» WORK REQUIRED: Tally the lines below that contain the string "pavement" and give only the count.

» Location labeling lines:

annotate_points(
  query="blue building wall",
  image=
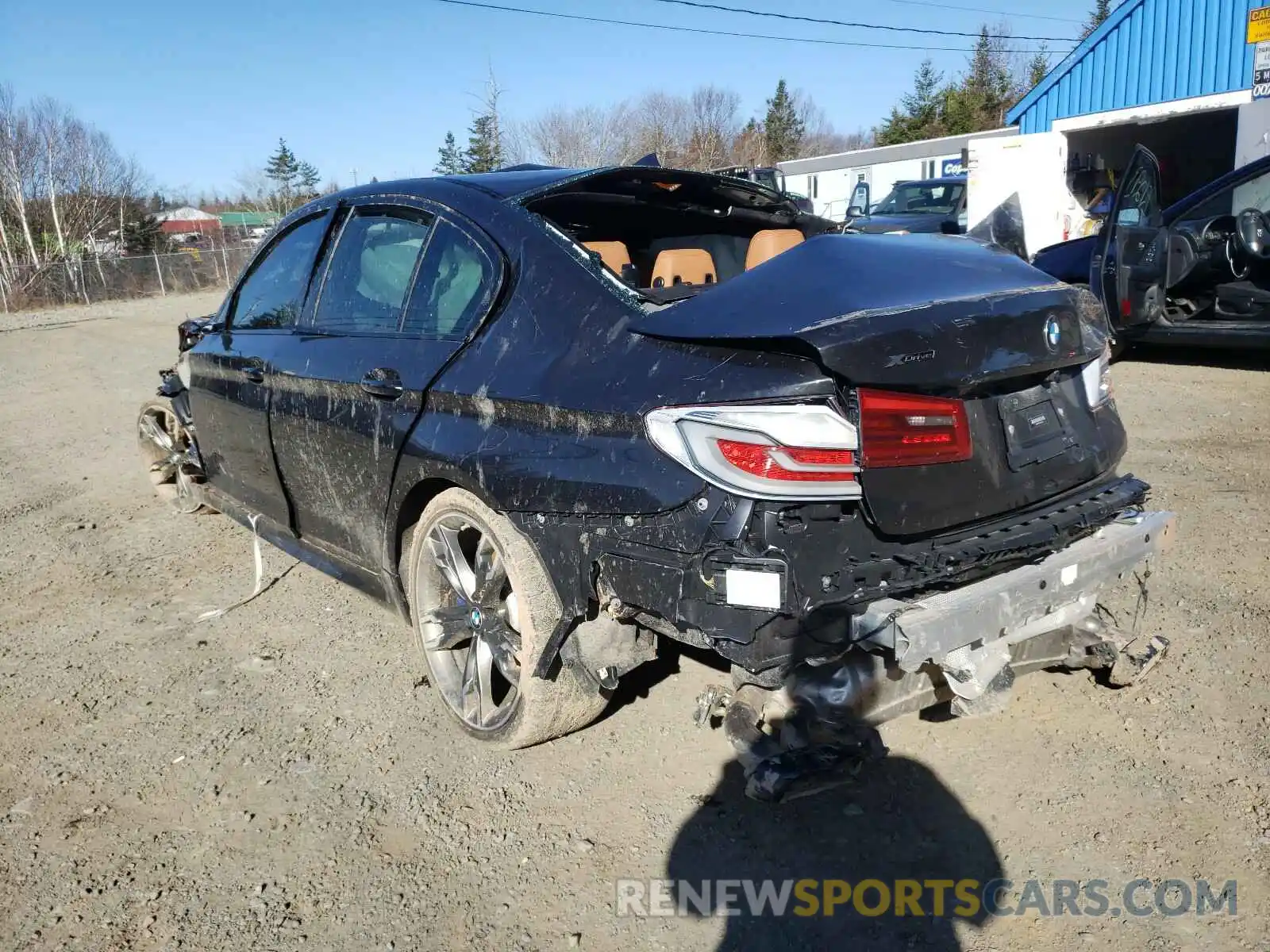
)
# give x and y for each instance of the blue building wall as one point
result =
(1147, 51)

==

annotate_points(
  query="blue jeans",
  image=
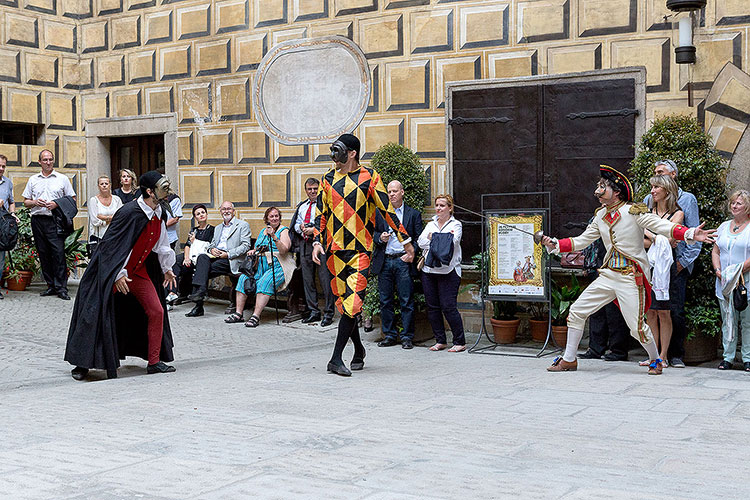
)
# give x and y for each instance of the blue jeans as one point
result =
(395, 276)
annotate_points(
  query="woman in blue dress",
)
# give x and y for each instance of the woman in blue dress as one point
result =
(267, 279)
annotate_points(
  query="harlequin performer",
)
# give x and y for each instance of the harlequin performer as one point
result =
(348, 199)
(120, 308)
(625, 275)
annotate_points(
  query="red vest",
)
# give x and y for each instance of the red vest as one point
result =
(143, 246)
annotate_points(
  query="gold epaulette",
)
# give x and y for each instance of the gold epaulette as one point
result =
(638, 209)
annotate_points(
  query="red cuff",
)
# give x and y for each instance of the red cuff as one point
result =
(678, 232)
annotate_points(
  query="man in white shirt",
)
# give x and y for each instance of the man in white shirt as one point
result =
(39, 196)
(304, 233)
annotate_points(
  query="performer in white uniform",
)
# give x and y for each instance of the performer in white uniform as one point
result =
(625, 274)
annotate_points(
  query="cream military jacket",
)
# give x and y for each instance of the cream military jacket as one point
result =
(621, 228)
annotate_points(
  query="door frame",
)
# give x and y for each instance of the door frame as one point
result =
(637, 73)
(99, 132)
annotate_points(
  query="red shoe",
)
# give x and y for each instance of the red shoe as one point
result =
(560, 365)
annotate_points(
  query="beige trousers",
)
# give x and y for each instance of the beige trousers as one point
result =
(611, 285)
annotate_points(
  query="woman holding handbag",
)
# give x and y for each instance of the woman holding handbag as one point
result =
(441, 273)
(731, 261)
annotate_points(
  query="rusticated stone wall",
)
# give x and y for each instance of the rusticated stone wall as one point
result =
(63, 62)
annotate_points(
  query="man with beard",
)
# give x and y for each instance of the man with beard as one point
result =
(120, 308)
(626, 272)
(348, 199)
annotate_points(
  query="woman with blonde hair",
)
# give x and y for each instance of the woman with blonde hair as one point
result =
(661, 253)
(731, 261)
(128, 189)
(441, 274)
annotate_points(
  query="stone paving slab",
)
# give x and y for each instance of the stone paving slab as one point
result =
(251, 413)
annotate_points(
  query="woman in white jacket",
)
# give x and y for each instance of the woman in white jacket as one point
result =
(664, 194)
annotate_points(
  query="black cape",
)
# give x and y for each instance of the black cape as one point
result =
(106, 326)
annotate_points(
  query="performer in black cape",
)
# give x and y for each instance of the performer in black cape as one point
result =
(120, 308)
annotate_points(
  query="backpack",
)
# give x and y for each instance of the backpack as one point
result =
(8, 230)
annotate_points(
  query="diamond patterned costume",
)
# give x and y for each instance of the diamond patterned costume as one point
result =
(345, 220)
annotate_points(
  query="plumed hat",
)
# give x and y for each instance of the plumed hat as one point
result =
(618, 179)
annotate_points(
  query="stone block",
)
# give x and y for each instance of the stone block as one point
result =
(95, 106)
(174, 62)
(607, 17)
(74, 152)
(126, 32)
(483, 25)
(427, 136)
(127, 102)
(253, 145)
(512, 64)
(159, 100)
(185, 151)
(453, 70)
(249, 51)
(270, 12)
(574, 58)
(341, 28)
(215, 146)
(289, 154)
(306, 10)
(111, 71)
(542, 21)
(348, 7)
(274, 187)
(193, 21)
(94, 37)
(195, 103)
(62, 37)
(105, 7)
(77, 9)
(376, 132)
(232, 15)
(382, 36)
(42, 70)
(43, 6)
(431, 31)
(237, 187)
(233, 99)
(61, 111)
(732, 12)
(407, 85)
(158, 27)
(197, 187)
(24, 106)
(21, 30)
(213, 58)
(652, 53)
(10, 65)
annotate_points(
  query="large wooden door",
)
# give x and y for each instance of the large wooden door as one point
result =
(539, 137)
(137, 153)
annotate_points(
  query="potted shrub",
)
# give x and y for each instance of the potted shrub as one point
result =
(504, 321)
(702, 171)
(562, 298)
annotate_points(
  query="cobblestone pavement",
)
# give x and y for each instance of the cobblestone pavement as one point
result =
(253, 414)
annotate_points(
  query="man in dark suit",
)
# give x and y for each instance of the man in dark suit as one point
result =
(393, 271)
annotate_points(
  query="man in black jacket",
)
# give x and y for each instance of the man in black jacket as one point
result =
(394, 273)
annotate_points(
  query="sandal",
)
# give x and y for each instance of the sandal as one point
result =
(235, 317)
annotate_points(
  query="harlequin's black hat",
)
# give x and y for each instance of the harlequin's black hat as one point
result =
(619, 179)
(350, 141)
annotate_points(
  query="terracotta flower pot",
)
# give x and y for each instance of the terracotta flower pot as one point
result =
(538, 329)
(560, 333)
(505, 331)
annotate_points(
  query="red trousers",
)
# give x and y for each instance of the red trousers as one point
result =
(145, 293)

--

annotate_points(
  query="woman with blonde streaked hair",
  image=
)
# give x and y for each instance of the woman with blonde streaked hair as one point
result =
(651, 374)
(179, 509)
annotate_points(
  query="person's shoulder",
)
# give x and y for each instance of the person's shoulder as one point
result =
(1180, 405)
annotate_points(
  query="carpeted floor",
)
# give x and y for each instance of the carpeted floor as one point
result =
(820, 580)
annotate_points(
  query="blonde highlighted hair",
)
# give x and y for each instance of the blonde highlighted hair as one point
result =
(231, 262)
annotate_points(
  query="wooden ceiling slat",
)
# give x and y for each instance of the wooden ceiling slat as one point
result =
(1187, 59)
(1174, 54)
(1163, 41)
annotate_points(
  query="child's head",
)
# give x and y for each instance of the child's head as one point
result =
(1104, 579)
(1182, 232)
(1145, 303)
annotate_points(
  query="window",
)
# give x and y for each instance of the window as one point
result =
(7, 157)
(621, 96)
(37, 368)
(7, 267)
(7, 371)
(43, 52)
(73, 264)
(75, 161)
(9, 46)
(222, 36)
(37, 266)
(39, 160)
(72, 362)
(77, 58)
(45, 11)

» RESULT: 2